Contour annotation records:
-- start --
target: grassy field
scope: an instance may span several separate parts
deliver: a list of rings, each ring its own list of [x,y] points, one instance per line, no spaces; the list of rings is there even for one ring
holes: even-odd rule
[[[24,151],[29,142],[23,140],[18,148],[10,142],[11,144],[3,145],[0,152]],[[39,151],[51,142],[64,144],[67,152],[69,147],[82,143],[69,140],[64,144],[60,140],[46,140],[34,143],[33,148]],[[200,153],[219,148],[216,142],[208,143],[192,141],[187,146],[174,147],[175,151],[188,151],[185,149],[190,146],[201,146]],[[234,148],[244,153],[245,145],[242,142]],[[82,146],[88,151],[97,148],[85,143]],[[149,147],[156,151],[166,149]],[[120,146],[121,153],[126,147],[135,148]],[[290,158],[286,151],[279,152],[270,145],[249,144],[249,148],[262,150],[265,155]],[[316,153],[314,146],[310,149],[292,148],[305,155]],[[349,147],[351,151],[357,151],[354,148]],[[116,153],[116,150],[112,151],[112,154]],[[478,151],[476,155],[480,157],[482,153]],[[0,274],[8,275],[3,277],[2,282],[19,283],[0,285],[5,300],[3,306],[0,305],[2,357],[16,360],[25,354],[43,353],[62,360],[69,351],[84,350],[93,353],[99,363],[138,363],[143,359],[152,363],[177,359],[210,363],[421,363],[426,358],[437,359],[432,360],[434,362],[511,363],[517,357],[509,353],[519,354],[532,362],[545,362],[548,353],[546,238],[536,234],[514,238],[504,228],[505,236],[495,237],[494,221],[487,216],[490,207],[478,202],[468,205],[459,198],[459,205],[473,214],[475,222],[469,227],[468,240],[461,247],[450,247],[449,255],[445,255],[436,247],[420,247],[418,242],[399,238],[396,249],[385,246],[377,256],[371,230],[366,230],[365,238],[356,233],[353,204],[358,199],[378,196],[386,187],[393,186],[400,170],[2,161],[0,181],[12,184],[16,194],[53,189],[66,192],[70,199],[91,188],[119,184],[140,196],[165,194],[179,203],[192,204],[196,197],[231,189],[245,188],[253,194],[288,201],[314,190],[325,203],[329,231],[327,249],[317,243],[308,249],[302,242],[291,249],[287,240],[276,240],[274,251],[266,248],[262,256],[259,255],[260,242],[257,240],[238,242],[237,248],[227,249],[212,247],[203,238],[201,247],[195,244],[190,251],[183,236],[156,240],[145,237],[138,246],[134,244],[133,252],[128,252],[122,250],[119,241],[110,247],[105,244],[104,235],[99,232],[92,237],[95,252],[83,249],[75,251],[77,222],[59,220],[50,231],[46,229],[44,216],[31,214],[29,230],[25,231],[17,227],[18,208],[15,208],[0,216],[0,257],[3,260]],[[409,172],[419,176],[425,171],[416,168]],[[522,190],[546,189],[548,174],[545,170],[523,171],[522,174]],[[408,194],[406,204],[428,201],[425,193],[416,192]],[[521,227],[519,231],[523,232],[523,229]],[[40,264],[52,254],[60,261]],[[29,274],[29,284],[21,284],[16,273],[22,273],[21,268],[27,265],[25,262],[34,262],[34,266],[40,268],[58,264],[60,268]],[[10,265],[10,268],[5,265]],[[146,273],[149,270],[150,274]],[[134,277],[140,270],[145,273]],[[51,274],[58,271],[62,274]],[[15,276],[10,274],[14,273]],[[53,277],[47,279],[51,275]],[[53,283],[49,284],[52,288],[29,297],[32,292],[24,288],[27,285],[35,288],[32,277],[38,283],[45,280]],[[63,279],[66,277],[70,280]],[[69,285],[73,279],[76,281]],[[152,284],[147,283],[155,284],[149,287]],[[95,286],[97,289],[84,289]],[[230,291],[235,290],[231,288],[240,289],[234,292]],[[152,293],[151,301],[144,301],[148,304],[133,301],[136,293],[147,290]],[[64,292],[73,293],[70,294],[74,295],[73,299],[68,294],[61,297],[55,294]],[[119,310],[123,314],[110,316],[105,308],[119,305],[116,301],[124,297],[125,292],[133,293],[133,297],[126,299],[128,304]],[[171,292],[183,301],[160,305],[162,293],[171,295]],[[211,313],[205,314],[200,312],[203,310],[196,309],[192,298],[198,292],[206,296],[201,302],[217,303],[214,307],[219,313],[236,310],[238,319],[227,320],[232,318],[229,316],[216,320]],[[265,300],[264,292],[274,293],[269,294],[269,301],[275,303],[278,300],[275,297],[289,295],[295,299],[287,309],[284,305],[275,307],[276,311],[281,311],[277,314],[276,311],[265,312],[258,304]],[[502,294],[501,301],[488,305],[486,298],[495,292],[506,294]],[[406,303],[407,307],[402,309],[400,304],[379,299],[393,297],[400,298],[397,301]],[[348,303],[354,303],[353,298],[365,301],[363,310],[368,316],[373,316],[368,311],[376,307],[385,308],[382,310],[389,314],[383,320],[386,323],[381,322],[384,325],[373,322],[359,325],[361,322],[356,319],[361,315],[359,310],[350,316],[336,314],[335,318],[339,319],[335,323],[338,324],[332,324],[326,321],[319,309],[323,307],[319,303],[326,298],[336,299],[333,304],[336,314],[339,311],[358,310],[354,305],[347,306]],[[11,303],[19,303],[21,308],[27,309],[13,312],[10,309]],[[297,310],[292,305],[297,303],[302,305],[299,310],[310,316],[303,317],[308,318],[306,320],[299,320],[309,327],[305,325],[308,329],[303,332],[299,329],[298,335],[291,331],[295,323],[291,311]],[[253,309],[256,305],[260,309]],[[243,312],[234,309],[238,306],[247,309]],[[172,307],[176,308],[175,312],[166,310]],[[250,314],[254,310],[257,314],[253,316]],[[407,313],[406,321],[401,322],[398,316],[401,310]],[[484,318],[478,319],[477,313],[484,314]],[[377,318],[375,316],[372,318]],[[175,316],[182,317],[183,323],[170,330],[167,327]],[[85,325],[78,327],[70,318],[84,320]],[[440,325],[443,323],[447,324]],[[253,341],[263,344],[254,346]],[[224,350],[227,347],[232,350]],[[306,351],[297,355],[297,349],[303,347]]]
-- end --
■ INSTRUCTION ■
Copy the material above line for line, without any changes.

■ RESPONSE ■
target: grassy field
scope: an instance may span several separate parts
deliver: a list of rings, each ring its own list of [x,y] points, one instance per line, no spaces; the list of rings is there even for one ring
holes: even-odd rule
[[[24,151],[29,142],[23,140],[18,148],[10,142],[11,144],[3,145],[0,152]],[[39,151],[51,142],[64,144],[67,152],[69,147],[82,143],[69,140],[64,144],[60,140],[46,140],[34,143],[33,148]],[[200,153],[219,148],[216,142],[208,143],[192,141],[187,146],[174,147],[175,151],[188,151],[185,149],[190,146],[201,146]],[[234,148],[244,153],[245,145],[242,142]],[[82,146],[88,151],[97,148],[85,143]],[[149,147],[156,151],[166,149]],[[120,146],[121,153],[126,147],[135,148]],[[290,158],[286,151],[279,152],[270,145],[249,144],[249,148],[262,150],[265,155]],[[316,153],[314,146],[310,149],[292,148],[305,155]],[[349,147],[351,151],[357,151],[354,148]],[[116,153],[116,150],[112,151],[112,154]],[[478,151],[476,155],[480,157],[482,153]],[[0,274],[8,275],[3,277],[2,282],[19,283],[0,285],[5,300],[3,306],[0,305],[2,357],[16,360],[25,354],[43,353],[62,360],[69,351],[84,350],[93,353],[99,363],[138,363],[143,359],[152,363],[177,359],[210,363],[421,363],[426,358],[437,359],[432,360],[434,362],[511,363],[517,357],[509,353],[519,354],[532,362],[545,362],[548,353],[546,238],[536,234],[514,238],[504,228],[505,236],[495,237],[494,221],[487,216],[490,207],[478,202],[468,205],[459,198],[459,205],[473,214],[475,222],[469,227],[468,240],[461,247],[450,247],[449,255],[445,255],[436,247],[420,247],[418,242],[399,238],[396,249],[385,246],[377,256],[371,230],[366,230],[365,238],[356,233],[353,204],[358,199],[378,196],[386,187],[393,186],[400,170],[2,161],[0,181],[12,184],[16,194],[53,189],[66,192],[70,199],[91,188],[119,184],[140,196],[165,194],[179,203],[192,204],[196,197],[231,189],[245,188],[253,194],[288,201],[314,190],[325,203],[329,231],[327,249],[317,243],[308,249],[302,242],[291,249],[287,240],[276,240],[274,251],[266,248],[262,256],[259,255],[260,242],[257,240],[238,242],[237,248],[227,249],[212,247],[203,238],[201,247],[195,244],[190,251],[183,236],[156,240],[145,237],[138,246],[134,244],[133,252],[128,252],[122,250],[119,241],[110,247],[105,244],[104,235],[99,232],[92,237],[95,252],[83,249],[75,251],[77,222],[59,220],[50,231],[46,229],[44,216],[31,214],[29,230],[25,231],[17,227],[18,208],[15,208],[0,216],[0,257],[3,260]],[[409,172],[419,176],[425,171],[416,168]],[[522,190],[546,189],[548,174],[545,170],[523,171],[522,174]],[[408,194],[406,204],[428,201],[425,193],[416,192]],[[521,227],[519,231],[523,232],[523,229]],[[40,264],[52,254],[60,261]],[[29,274],[29,284],[21,284],[16,273],[22,273],[21,268],[27,265],[25,262],[34,262],[34,266],[40,268],[58,264],[60,268]],[[10,265],[10,268],[5,265]],[[146,273],[149,270],[150,274]],[[134,277],[140,270],[145,273]],[[51,274],[58,271],[62,274]],[[15,276],[10,274],[14,273]],[[53,277],[47,279],[51,275]],[[53,283],[49,284],[52,288],[29,297],[32,292],[24,288],[27,285],[35,288],[32,277],[38,283],[45,280]],[[63,279],[66,277],[70,280]],[[69,285],[73,279],[76,281]],[[152,284],[147,283],[155,284],[149,287]],[[95,286],[97,289],[84,289]],[[230,291],[235,290],[231,288],[240,289],[234,292]],[[152,293],[151,301],[144,301],[148,304],[133,301],[136,293],[147,290]],[[64,292],[73,293],[70,294],[74,295],[73,299],[68,294],[61,297],[55,294]],[[119,310],[123,314],[110,316],[105,308],[119,305],[116,301],[124,297],[125,292],[133,293],[133,297],[126,299],[128,304]],[[171,292],[183,301],[160,305],[162,293],[171,295]],[[211,313],[205,314],[200,312],[203,310],[196,309],[192,298],[198,292],[206,296],[201,302],[217,303],[214,307],[219,313],[236,310],[238,319],[227,320],[232,318],[229,316],[216,320]],[[265,300],[264,292],[274,293],[269,294],[269,301],[275,303],[278,300],[275,297],[289,295],[295,299],[287,309],[284,305],[275,307],[276,311],[281,311],[277,314],[276,311],[265,312],[258,304]],[[502,294],[501,301],[488,305],[486,298],[495,292],[506,294]],[[406,303],[407,307],[402,309],[400,304],[379,299],[393,297],[400,298],[397,301]],[[348,303],[354,303],[353,298],[365,301],[363,310],[368,316],[373,316],[368,311],[376,307],[385,308],[382,310],[389,314],[383,320],[386,323],[381,322],[384,325],[373,322],[359,325],[361,322],[356,319],[361,315],[359,310],[350,316],[336,314],[335,318],[339,319],[335,323],[338,324],[332,324],[326,321],[319,309],[323,307],[319,303],[326,298],[336,299],[333,304],[336,314],[339,311],[358,310],[354,305],[347,306]],[[11,303],[19,303],[21,308],[27,309],[13,312],[10,309]],[[297,310],[292,305],[297,303],[302,305],[299,310],[310,316],[303,317],[308,318],[306,320],[299,320],[309,327],[305,325],[308,329],[303,332],[299,329],[298,335],[291,331],[295,323],[291,311]],[[253,309],[256,305],[260,309]],[[243,312],[234,309],[238,306],[247,309]],[[172,307],[176,308],[175,312],[166,310]],[[250,314],[254,310],[257,314],[253,316]],[[407,313],[406,321],[401,322],[398,316],[401,310]],[[484,318],[478,319],[477,313],[484,314]],[[377,318],[375,316],[372,318]],[[175,316],[182,317],[183,323],[170,330],[167,327]],[[85,325],[78,327],[70,318],[84,320]],[[440,325],[443,323],[447,324]],[[253,341],[263,344],[254,346]],[[224,350],[227,347],[232,350]],[[306,351],[297,355],[297,349],[303,347]]]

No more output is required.